EXERCISE DESCRIPTION:
Find the line that contains "Target: blue sky" in the entries below. Write out that line and all that follow it, unchanged and alone.

Start of Block

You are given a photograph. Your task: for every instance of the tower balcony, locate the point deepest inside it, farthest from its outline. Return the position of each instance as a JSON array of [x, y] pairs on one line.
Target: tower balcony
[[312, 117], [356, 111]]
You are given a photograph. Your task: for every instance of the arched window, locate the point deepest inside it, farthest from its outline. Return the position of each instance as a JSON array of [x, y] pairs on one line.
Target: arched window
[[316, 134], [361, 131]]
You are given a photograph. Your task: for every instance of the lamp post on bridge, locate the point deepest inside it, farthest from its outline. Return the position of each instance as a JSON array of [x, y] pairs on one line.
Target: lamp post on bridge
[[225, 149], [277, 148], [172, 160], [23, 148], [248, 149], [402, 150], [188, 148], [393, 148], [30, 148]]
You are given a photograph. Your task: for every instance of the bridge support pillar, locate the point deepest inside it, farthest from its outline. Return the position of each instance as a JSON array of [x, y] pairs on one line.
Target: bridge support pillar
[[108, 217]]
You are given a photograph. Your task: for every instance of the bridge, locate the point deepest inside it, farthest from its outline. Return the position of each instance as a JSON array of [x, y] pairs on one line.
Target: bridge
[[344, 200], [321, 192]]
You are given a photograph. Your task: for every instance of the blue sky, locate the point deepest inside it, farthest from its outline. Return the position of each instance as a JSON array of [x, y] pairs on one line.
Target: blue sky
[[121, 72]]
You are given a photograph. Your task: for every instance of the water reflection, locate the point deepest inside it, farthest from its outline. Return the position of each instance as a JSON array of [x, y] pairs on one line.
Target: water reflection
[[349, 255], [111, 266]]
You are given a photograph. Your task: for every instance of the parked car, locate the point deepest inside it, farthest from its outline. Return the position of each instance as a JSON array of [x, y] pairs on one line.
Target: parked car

End of Block

RESPONSE:
Target: blue sky
[[121, 72]]
You are given a photograph. Your task: for every instance of the water reflection, locate the point deepest inside it, farthest from its outline. Return the position of each instance as a JSON array of [x, y] pairs on one line.
Target: water reflection
[[349, 255], [111, 266]]
You are given a photograph. Your task: for every instance of the parked car, locate the point deepest inside it, farthest from its outline. Return the position of each instance as a JSON array of [x, y] pairs on one line.
Target: parked car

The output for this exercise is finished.